(Excerpt begins)

CDC Study Shows Masks Did Save Schoolkids From Covid
A new study from the Centers for Disease Control and Prevention points to mask mandates resulting in 23% lower covid cases in staff and students then in schools without requirements. Difficulties in unmasking, and among schools still supporting masks are also reported across the country.
The New York Times:
Masking Did Help Protect Children From Covid Last Fall, According To A CDC Study
More and more American school districts have dropped mask mandates in recent weeks as coronavirus cases plunged across the United States. But they remain a subject of debate among some students and their parents, and a study released on Tuesday by the Centers for Disease Control and Prevention suggested that those mandates had helped protect children and teachers from the coronavirus last fall. The study, examining public school districts in Arkansas from August to October as the Delta variant spread, found that districts with full mask requirements had 23 percent lower rates of the coronavirus among students and staff members than districts without the mandates. (Mueller, 3/8)
Requiring Masks In K-12 Schools Cut Covid-19 Infections, Study Shows
The research compared Covid-19 infections in 233 public school districts. Among these, 30% required students and staff to mask up, 21% required masks part of the time, and 48% didn't have mask requirements. Mask policies had the most effect for older students and in combination with higher vaccination coverage. (Goodman, 3/8)

(Excerpt ends)
(Dataset excerpt begins)

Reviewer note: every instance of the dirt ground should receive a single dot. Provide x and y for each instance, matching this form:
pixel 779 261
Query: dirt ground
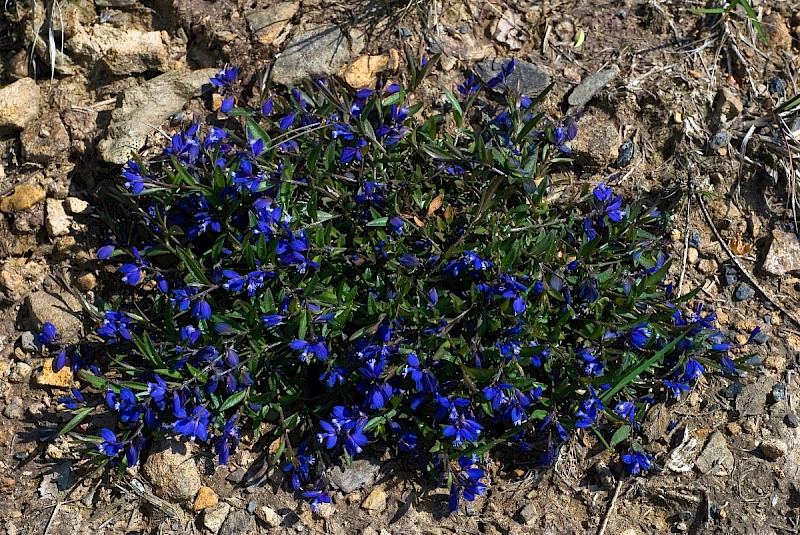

(Dataset excerpt ends)

### Directions
#1 According to the school masking roundup, why have more and more American school districts dropped mask mandates in recent weeks? Answer in one to three sentences.
#2 Please continue the school masking roundup from where it stops.

### Numbered responses
#1 Districts dropped the mandates because coronavirus cases plunged across the United States.

#2
And more on masks in schools —
Teachers Hit Picket Lines In Minneapolis As Parents Worry
Minneapolis public school teachers hit the picket lines on Tuesday, calling for better wages and “safe and stable schools,” as parents found themselves facing an uncertainty that’s become all too familiar during the coronavirus pandemic. Union leaders and school officials made it clear the sides were far apart on issues that also include caps on class sizes and more mental health services for students. (Karnowski and Forliti, 3/9)
New York Post:
Top NYC School Principal Slammed For Allowing Teachers To Still Tell Kids To Mask Up
Teachers at a top Manhattan high school pressured students to stay masked on Monday — all with the blessing of their principal, The Post has learned. Beacon High School principal Brady Smith apparently sought to undermine the mayor’s ending of the school mask mandate by telling parents that teachers could ask their students to wear masks. (Sheehan and Algar, 3/8)
New York Post:
Kids See Their Classmates’ Faces For The First Time In Years
“It was surprising to see my classmates without a mask,” said a Stuyvesant High School student named Tasnim. “You see them in a new light. When you see only the top of their face it becomes part of their personality.” ... Another student said the mask removals vastly improved communication across the board. “You can actually breathe when you’re playing in the playground and it’s much easier to talk to your friends and teachers,” observed Meison Horie, 8. “I started wearing a mask in first grade and I have been waiting for the rule to change ever since.” (Algar and Rosner, 3/7)
California Mask Mandate: Is It Ending Too Soon For Children?
Toddlers and preschoolers who have mostly known a school life with tiny masks may be in for a big lifestyle change after Friday, when the state mask mandate for kids ends at midnight. While wearing masks is still strongly recommended, some medical experts worry removing the state mask mandate could be risky for tots. The change shifts the onus of requiring masking to child care and preschool operators, schools and school districts. Schools will no longer be able to bar a student from school for not wearing a face covering. (Aguilera, 3/8)
Los Angeles Times:
School Mask Mandates: Is It Safe For Kids To Go Maskless?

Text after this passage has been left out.